Characteristics of older persons can be subdivided into the subcategories kind, unfriendly, and experienced. Broad descriptions of kindness like nice, friendly, cordial, dear, or helpful are stated. In contrast, unfriendliness is seldom mentioned. Getting angry quickly is a statement made by two respondents. Knowledge and life experience are other characteristics with positive connotations that are named by the students.
The fourth main category regards older persons from the social environment of the students. The interviewees should name older persons they know from their social environment. The subcategories include relatives, the circle of acquaintances, and strangers. It becomes apparent that persons who are under the age of 65 years are also named, for example parents, teachers, or shop assistants. As expected, relatives come to mind first and are the most frequently mentioned group. Besides grandparents, great-grandparents are also listed by the students. Older persons, who are shown in the media, are named once.
The everyday life of older persons is another main category. While talking about the everyday life of older persons the students often referred to the body, social life, and leisure activities. These statements were coded as “with limitations” or “without limitations” in regard to the body/physical condition, social life, and leisure activities. In order to illustrate the allocation, here is a statement of a student: “Yes, so they get up, take medication, then maybe go for a walk, read the newspaper, then maybe grandchildren visit him, yes, it’s a bit monotonous. So, I find it monotonous, as an old person you don’t have so many possibilities to do something, I think.” (S6_m). On the one hand, there are restrictions of the physical condition seen in the intake of medication (body/physical condition—with limitations), on the other hand there are walks mentioned, which indicate physical activity (body/physical condition—without limitations). The social life is characterized by family contact (social life—without limitations). However, the leisure activities as a whole are seen rather limited and are described as monotonous (leisure activities—with limitations). All in all, the everyday life of older persons is described as very calm and regular. Four students (S4_f, S5_m, S8_f, S10_f) use different everyday descriptions depending on how old or fit the person is. According to them, a younger or fit old person can do more in everyday life and is not as restricted in life. Loneliness in old age is not directly mentioned, but a monotonous or boring life. According to six students (S1_m, S2_m, S3_f, S6_m, S8_f, S10_f), activities are limited, elderly persons cannot or do not want to go out anymore. However, students mention visits to the grandparents, so there are still few social activities. Other social contacts beside the family, like friends, are seldom stated. The daily routines of the own grandparents serve as basis and support for the description of older persons’ everyday life.
Descriptions of the conduct of older persons can be subdivided into the subcategories thoughtfulness, serenity, and sociability. Personality traits that determine behavior are described by the respondents. The conduct is seen as calm, serene, and relaxed. Actions are deliberately considered by older persons and, according to the students, they act more cautiously. Comparisons are drawn with younger persons because, according to the students, older persons are more serious and disciplined, as evidenced by the mentioned thoughtfulness and deliberateness. A social compatibility of older persons is also stated, because sociability and a friendly behavior are described.

───

▶ _Exercise tasks_
a) In the excerpted passage, list the codes of the students who say that activities are limited and that elderly persons cannot or do not want to go out anymore.
b) Echo the excerpted passage from "Characteristics of older" up to and including "named by the students.".
c) According to the excerpted passage, which group of older persons from the students' social environment is mentioned most frequently?

▶ _Supplied records_

───

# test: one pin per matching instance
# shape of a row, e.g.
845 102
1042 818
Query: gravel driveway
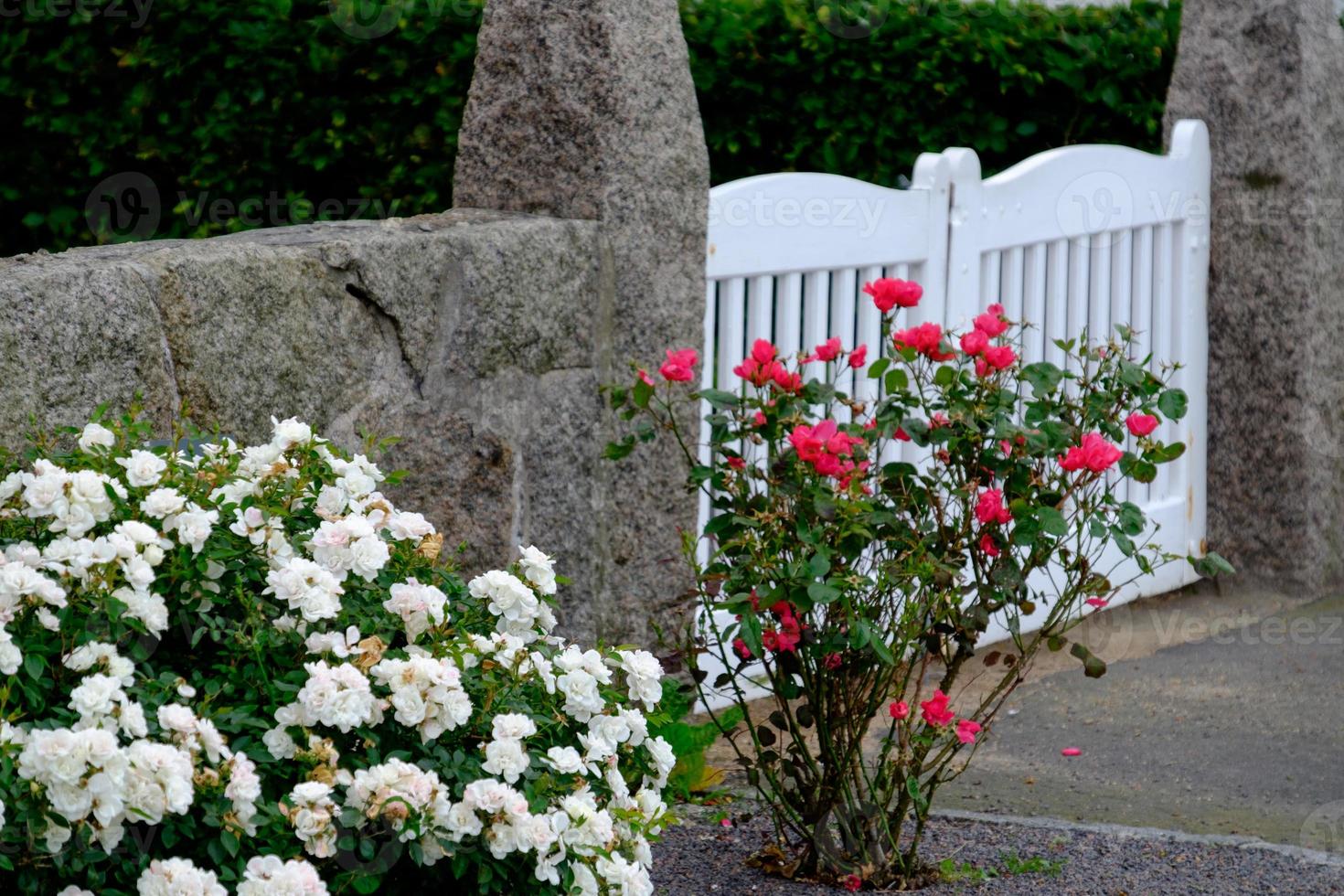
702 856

───

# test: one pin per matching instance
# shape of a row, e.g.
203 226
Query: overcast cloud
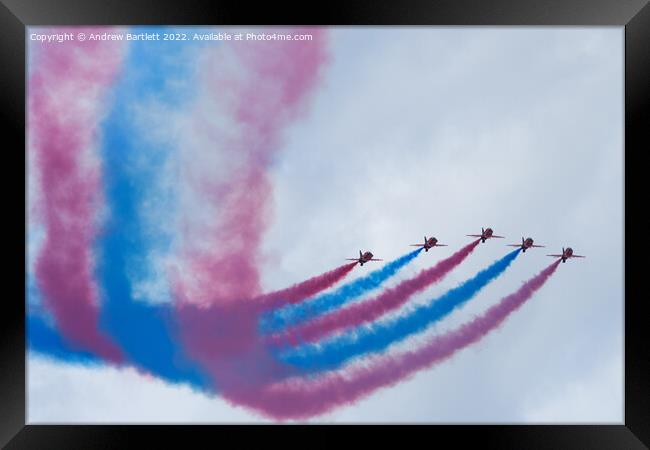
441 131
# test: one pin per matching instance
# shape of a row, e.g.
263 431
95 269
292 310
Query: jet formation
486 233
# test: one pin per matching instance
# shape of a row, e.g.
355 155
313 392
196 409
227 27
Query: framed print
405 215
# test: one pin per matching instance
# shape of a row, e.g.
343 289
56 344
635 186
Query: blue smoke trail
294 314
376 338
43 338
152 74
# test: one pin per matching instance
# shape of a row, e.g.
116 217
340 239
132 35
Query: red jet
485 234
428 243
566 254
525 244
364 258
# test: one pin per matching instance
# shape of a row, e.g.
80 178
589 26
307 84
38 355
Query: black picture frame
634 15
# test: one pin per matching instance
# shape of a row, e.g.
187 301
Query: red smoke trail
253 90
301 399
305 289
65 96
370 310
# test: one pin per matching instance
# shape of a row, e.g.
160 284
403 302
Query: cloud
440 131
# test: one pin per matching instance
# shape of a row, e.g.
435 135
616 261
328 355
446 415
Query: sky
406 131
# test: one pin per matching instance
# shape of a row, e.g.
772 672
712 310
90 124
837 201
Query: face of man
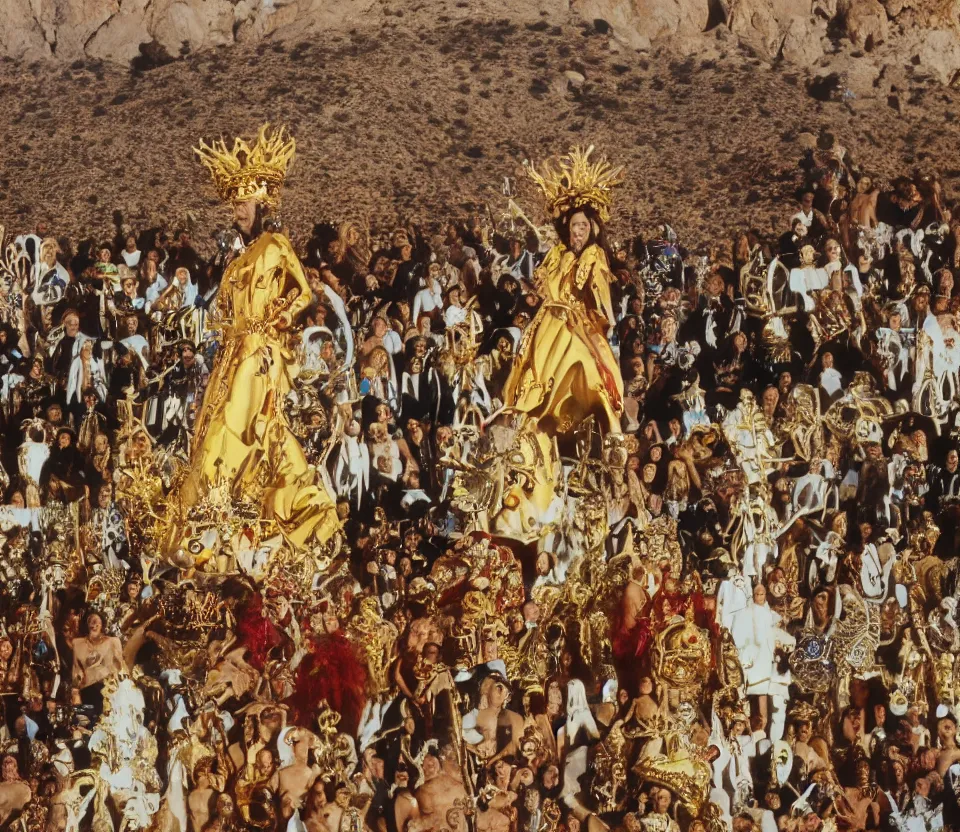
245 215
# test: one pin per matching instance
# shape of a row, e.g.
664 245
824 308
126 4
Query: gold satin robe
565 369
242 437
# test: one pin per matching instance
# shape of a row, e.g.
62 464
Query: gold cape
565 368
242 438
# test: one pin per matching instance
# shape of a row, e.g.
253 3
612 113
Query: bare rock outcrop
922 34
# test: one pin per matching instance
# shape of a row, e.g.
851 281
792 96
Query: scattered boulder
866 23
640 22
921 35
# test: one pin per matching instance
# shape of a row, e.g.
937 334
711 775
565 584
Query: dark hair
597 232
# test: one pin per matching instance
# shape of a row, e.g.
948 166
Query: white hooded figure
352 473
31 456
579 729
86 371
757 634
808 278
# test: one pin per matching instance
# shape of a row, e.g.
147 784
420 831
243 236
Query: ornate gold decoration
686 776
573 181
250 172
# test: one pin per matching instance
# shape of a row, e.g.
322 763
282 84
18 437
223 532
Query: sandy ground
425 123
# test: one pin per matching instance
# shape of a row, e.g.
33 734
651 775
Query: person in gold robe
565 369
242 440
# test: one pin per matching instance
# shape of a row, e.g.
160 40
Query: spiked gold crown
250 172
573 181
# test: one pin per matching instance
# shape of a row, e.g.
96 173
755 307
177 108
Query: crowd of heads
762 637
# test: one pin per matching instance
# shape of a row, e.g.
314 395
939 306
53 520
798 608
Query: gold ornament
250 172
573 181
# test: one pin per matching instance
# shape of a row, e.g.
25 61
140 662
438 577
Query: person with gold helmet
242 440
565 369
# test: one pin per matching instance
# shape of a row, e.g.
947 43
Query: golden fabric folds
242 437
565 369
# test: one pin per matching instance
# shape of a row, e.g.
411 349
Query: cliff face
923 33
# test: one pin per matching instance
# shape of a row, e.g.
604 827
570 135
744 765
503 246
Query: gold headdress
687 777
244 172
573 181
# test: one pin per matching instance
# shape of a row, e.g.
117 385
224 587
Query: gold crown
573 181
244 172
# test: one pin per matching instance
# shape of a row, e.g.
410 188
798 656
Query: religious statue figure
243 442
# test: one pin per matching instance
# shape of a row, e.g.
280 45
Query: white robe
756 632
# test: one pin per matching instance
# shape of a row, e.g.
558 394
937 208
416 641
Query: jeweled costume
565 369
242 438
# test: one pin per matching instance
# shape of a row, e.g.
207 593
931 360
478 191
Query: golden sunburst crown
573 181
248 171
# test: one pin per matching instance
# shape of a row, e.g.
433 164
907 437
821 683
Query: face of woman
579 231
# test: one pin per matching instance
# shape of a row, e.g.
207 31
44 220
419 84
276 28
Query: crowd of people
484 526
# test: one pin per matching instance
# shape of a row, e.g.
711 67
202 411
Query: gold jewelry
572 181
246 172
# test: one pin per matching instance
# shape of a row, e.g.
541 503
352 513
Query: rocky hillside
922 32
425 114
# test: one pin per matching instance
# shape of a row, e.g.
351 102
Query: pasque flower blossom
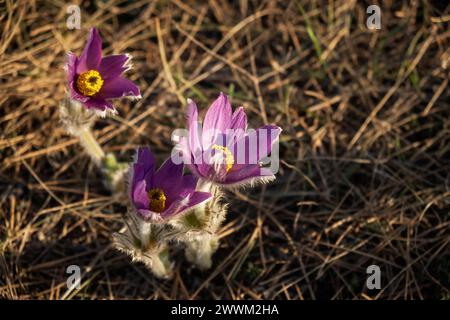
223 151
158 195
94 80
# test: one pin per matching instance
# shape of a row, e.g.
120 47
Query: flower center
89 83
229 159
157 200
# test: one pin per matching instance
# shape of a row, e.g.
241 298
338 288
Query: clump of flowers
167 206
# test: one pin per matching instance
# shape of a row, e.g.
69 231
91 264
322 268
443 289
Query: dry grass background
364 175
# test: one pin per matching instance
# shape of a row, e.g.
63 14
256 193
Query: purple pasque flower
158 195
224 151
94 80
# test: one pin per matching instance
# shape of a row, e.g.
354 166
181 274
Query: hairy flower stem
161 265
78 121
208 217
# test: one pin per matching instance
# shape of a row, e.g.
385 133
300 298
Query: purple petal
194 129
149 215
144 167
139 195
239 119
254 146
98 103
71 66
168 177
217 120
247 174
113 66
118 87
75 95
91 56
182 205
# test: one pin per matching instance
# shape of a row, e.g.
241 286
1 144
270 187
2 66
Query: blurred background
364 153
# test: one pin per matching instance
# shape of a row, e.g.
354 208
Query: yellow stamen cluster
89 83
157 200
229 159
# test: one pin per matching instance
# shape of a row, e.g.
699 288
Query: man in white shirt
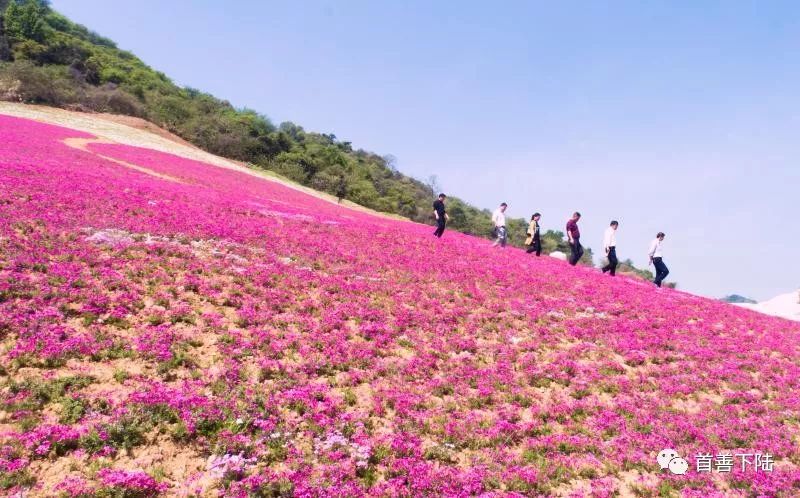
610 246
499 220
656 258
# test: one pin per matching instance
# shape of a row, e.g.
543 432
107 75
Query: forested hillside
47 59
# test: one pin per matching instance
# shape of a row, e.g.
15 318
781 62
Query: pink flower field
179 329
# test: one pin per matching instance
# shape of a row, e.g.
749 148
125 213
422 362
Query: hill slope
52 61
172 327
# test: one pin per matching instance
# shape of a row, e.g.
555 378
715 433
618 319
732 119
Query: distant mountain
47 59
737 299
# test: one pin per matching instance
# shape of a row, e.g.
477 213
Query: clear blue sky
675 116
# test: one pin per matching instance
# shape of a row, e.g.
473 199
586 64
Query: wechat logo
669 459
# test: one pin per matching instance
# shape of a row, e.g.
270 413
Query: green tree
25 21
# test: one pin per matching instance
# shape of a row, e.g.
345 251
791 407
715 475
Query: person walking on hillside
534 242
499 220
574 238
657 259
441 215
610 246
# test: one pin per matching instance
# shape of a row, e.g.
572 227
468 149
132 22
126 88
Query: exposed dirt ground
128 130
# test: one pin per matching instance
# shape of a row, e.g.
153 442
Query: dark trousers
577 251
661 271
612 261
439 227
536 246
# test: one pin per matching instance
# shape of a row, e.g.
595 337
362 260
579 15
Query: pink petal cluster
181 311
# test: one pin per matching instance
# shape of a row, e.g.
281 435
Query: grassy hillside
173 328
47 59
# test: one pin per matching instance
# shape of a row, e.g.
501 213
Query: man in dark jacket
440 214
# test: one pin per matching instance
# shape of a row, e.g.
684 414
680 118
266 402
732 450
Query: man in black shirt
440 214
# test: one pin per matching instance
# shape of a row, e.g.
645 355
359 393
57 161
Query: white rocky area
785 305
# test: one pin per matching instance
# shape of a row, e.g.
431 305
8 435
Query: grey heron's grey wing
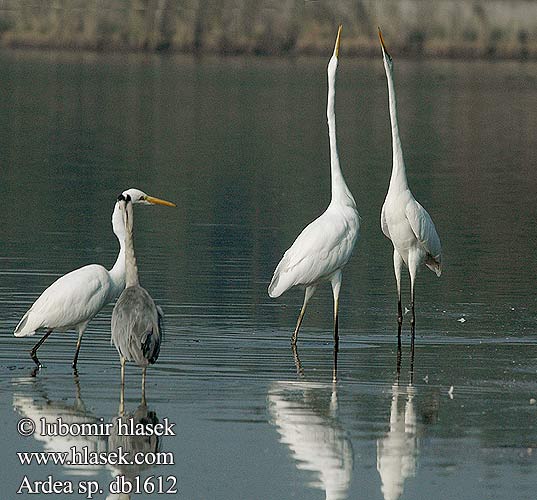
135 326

───

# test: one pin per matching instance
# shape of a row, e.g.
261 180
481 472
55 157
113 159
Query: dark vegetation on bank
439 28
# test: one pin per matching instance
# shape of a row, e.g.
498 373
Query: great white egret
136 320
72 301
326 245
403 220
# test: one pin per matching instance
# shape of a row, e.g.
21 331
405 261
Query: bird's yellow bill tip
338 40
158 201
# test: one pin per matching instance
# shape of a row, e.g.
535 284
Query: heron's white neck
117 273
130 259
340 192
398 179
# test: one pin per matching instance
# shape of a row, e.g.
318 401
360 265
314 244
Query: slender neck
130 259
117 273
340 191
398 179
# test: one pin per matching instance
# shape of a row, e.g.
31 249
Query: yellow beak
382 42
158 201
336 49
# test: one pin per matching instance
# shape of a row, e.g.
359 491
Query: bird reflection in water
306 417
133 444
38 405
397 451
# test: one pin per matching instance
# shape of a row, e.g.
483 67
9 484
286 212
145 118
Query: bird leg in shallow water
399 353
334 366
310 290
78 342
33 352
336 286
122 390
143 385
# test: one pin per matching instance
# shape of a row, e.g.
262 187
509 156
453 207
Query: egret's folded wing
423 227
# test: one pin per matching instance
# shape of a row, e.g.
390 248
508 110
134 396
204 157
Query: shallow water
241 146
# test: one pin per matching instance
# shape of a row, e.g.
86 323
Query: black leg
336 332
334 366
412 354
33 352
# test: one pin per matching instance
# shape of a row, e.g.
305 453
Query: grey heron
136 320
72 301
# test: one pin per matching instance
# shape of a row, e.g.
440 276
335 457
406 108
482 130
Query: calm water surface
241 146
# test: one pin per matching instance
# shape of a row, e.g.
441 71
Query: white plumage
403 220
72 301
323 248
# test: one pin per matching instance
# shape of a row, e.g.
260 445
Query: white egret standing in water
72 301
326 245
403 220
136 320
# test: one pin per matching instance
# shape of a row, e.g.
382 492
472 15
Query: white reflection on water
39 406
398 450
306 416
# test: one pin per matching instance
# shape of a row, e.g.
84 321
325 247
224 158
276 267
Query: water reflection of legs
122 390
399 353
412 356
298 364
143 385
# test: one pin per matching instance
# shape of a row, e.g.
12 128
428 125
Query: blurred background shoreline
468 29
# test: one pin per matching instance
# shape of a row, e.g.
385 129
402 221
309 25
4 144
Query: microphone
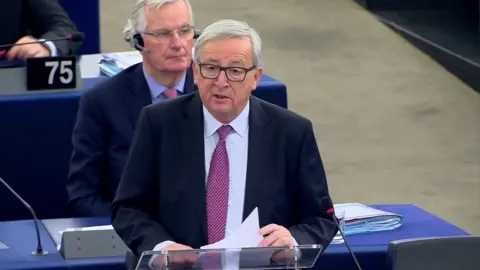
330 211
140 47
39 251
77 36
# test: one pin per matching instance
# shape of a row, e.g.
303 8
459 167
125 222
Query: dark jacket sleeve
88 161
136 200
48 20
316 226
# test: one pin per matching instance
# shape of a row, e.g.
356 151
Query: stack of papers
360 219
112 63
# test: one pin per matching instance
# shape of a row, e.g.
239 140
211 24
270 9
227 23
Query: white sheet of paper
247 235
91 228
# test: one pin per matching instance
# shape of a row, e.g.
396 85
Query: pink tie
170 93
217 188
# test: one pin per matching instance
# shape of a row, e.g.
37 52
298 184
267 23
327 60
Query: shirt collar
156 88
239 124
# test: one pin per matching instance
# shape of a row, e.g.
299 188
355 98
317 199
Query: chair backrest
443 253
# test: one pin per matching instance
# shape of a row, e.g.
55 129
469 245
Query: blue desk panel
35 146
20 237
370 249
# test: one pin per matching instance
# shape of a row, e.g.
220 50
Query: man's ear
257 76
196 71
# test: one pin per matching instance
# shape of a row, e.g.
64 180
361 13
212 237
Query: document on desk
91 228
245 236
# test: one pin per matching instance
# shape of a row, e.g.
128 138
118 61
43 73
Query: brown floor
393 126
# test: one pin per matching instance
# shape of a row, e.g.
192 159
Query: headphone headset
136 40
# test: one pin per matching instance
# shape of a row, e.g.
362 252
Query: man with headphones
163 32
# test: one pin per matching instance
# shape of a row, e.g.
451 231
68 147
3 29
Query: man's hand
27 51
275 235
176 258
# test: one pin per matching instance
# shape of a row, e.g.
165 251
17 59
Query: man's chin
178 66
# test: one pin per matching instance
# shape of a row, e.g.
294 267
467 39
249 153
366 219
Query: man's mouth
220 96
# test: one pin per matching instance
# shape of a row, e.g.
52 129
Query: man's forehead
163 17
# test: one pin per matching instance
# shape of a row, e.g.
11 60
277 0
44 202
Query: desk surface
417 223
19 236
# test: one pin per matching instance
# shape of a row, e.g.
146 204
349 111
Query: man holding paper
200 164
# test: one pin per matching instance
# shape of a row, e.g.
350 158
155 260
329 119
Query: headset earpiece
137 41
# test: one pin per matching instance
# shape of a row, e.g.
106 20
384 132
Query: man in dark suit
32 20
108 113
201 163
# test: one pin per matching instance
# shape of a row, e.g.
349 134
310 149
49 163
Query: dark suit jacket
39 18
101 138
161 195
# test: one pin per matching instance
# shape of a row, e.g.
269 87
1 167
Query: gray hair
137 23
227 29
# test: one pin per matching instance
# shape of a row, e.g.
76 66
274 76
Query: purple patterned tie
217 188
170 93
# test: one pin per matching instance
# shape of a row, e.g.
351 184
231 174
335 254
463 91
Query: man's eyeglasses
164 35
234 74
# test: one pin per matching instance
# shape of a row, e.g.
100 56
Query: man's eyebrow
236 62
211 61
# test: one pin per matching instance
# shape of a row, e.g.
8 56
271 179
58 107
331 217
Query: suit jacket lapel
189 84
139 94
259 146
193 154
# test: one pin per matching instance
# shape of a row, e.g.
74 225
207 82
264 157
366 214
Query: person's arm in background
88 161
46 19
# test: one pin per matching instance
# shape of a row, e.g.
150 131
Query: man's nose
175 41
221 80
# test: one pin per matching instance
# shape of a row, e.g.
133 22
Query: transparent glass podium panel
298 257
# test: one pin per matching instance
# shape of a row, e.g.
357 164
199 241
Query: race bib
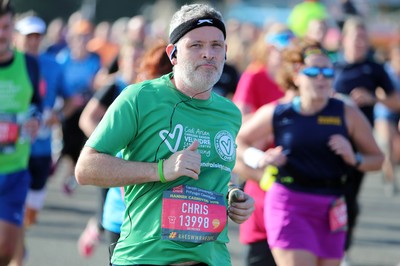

───

▶ _Answer section_
a) S1_m, S2_m, S3_f, S6_m, S8_f, S10_f

b)
Characteristics of older persons can be subdivided into the subcategories kind, unfriendly, and experienced. Broad descriptions of kindness like nice, friendly, cordial, dear, or helpful are stated. In contrast, unfriendliness is seldom mentioned. Getting angry quickly is a statement made by two respondents. Knowledge and life experience are other characteristics with positive connotations that are named by the students.

c) Relatives.